Pointing and labeling entries:
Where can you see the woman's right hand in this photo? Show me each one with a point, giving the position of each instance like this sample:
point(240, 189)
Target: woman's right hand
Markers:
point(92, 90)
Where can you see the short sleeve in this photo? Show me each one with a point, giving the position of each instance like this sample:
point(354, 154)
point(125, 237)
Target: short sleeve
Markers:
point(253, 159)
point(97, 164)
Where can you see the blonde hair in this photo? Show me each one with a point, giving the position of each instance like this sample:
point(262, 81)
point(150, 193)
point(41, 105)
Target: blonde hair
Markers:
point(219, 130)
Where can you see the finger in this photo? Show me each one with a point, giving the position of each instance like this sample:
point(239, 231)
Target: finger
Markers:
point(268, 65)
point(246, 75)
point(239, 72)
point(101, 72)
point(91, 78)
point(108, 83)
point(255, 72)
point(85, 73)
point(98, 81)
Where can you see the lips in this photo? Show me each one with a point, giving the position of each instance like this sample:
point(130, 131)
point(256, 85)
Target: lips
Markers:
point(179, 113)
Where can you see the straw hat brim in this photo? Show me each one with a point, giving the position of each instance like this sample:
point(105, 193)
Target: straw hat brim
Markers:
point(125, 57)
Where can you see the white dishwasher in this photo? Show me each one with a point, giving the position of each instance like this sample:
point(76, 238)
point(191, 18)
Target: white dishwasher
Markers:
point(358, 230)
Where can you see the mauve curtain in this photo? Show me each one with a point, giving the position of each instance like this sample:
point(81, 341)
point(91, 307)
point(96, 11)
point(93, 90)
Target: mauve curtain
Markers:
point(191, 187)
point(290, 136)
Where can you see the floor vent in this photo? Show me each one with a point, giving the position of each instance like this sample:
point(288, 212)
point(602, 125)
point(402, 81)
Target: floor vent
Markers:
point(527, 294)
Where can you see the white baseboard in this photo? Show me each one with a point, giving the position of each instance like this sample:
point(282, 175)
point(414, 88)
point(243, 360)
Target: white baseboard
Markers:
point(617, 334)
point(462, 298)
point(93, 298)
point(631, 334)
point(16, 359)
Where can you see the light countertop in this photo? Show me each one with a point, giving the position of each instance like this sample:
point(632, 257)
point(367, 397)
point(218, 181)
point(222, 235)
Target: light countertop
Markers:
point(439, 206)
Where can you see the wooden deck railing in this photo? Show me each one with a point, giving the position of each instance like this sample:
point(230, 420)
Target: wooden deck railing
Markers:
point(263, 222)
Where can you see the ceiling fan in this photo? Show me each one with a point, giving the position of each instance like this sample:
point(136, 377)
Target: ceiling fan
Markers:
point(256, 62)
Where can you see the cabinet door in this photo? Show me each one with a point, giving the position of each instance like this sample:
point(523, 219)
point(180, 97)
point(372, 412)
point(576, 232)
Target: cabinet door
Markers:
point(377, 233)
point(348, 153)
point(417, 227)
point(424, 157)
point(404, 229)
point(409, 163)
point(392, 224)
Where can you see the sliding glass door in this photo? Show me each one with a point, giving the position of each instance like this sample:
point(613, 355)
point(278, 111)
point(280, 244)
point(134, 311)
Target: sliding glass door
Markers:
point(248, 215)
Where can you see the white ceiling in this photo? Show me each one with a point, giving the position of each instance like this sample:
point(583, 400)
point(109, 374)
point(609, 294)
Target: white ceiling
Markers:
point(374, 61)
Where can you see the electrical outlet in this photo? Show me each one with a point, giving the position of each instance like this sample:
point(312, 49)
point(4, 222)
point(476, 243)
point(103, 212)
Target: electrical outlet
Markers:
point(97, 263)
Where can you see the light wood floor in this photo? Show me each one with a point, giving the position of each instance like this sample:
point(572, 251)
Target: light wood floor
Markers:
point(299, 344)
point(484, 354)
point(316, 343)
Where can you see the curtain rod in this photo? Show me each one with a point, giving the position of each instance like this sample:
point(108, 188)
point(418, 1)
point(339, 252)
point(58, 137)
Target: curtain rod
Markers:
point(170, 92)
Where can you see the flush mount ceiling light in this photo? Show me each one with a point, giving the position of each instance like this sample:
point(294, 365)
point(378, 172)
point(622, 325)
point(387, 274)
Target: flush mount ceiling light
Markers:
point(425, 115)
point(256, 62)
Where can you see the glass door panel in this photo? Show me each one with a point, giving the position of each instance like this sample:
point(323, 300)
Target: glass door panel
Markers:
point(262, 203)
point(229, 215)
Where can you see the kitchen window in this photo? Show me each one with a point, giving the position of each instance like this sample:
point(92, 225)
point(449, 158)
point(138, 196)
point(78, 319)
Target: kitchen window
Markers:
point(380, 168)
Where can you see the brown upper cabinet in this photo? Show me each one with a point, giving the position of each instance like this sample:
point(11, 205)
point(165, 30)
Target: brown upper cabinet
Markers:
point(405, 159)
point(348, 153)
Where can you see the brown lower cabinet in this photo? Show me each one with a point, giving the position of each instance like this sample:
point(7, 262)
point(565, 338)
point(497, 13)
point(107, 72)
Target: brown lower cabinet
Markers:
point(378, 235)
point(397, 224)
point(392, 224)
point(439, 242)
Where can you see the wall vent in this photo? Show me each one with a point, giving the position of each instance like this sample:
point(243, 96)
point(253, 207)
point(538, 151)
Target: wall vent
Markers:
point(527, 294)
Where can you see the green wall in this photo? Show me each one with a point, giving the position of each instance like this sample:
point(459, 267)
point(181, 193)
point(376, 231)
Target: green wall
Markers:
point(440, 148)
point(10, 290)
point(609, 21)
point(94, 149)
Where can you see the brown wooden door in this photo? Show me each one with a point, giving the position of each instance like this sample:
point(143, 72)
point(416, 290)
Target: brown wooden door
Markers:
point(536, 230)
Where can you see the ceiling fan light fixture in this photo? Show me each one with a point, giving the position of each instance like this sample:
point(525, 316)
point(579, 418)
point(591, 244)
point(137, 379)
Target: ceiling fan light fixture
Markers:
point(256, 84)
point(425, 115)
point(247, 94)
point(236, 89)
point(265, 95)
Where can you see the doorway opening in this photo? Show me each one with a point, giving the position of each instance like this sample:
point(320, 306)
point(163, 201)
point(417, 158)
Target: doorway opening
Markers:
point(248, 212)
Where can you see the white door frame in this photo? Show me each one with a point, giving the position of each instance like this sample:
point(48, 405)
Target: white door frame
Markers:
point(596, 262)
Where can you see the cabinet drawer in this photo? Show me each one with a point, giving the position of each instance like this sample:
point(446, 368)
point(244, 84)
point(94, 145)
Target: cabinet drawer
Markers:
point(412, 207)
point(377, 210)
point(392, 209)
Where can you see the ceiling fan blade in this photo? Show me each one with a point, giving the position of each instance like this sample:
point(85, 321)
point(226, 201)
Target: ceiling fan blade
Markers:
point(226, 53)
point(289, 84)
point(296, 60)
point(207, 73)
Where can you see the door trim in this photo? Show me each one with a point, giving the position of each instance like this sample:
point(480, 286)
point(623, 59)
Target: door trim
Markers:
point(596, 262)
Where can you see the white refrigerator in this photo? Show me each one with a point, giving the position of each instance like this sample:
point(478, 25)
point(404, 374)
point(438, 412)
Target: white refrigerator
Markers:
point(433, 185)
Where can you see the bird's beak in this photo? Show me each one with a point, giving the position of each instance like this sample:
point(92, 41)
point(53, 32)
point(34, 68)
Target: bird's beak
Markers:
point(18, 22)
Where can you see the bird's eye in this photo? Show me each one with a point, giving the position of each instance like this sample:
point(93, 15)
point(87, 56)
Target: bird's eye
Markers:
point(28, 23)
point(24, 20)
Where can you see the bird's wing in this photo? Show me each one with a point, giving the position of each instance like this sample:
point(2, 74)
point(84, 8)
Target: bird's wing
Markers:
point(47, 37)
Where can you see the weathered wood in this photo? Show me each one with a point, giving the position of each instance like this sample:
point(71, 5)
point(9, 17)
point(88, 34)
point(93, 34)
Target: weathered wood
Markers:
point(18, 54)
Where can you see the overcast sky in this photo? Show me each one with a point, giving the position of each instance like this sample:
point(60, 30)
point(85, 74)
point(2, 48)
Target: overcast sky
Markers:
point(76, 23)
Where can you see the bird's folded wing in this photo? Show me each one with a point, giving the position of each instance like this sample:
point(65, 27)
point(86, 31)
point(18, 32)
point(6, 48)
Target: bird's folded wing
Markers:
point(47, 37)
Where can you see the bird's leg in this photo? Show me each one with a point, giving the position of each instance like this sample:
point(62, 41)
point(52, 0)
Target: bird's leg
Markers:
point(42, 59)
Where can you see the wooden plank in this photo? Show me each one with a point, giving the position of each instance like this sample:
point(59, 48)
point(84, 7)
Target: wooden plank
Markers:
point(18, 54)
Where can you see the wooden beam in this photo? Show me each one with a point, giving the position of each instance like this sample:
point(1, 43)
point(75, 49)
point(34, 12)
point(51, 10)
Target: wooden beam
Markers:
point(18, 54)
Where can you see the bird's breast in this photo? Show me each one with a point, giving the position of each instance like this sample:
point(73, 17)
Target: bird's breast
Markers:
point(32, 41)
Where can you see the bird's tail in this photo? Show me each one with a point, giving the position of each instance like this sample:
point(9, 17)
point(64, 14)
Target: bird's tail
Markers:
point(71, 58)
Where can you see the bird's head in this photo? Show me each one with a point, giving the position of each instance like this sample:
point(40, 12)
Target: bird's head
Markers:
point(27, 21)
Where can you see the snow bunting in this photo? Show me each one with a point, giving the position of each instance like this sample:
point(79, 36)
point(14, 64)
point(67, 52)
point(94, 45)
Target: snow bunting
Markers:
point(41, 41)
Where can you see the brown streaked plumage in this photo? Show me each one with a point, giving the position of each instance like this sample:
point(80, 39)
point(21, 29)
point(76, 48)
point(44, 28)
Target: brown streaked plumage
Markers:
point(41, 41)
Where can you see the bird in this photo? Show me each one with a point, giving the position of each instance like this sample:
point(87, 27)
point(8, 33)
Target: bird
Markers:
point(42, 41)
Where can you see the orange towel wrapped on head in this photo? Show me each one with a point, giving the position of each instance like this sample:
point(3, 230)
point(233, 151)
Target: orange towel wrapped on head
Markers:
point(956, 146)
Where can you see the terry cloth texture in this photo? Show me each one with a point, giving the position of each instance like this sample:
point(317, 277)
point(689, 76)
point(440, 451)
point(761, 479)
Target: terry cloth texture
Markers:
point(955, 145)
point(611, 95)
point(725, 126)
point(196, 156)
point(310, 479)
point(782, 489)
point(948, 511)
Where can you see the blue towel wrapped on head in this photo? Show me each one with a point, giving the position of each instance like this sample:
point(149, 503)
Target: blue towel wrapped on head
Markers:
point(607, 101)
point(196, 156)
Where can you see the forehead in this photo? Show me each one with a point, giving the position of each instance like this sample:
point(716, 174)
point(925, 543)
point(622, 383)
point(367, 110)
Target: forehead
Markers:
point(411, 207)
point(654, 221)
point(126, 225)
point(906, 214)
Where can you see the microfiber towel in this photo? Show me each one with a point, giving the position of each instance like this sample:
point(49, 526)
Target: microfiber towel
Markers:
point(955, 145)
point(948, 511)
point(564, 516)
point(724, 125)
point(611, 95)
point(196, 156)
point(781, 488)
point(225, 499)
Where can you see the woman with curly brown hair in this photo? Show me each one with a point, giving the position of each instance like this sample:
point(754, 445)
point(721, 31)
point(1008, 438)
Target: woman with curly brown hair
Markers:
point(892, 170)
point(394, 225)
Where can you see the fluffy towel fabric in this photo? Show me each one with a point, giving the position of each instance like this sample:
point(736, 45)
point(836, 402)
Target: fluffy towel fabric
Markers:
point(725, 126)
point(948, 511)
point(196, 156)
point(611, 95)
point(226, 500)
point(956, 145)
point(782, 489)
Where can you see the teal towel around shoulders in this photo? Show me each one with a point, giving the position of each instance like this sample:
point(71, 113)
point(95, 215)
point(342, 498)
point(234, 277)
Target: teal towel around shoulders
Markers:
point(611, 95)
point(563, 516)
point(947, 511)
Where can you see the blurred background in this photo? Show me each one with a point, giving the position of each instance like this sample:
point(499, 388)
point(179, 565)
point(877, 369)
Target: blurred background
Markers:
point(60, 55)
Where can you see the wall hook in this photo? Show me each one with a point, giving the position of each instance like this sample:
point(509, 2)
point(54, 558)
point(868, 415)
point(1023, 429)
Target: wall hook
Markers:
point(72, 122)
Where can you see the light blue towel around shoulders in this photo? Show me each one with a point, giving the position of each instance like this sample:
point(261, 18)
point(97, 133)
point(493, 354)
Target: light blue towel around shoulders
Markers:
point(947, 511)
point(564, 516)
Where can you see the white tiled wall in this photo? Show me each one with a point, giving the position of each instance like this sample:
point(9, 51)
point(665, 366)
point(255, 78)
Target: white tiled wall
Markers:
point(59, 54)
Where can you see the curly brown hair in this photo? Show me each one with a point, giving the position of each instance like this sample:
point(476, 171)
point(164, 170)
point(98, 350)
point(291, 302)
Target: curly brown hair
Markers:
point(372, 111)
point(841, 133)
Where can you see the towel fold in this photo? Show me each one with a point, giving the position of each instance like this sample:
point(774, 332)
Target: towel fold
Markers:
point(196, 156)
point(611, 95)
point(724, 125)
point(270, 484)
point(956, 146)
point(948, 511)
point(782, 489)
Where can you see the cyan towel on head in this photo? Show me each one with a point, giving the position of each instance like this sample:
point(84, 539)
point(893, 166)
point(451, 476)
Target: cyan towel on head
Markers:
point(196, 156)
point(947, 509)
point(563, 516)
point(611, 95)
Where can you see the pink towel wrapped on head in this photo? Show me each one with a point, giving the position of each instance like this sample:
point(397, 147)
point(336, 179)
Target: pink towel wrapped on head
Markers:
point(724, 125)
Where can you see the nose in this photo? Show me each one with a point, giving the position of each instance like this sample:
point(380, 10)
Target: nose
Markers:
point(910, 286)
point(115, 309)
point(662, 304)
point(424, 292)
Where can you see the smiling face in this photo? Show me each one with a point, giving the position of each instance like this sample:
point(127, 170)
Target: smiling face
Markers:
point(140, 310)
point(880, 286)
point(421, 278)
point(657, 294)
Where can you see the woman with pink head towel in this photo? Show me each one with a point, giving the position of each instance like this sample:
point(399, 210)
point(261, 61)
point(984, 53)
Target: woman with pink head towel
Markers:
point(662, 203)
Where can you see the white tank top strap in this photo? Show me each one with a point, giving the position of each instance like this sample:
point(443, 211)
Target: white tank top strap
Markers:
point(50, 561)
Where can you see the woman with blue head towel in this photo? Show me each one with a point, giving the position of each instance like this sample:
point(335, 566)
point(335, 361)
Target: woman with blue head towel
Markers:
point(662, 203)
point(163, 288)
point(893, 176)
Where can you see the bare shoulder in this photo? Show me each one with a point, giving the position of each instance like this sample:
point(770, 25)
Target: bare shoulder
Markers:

EXERCISE REQUIREMENTS:
Reproduce the data starting at the line containing "Where can you see the light countertop" and ending at the line containing "point(263, 222)", shifting every answer coordinate up by 127. Leave all other numbers unchanged.

REPLY:
Where can you see the light countertop in this photo? Show me each one with a point, giving the position of each instance like this sample:
point(632, 257)
point(367, 397)
point(218, 181)
point(222, 235)
Target: light countertop
Markers:
point(566, 333)
Where can you see the wooden deck railing in this photo? Show me each one with a point, giving the position of each instance like this sample:
point(230, 420)
Target: wooden deck railing
Markers:
point(390, 349)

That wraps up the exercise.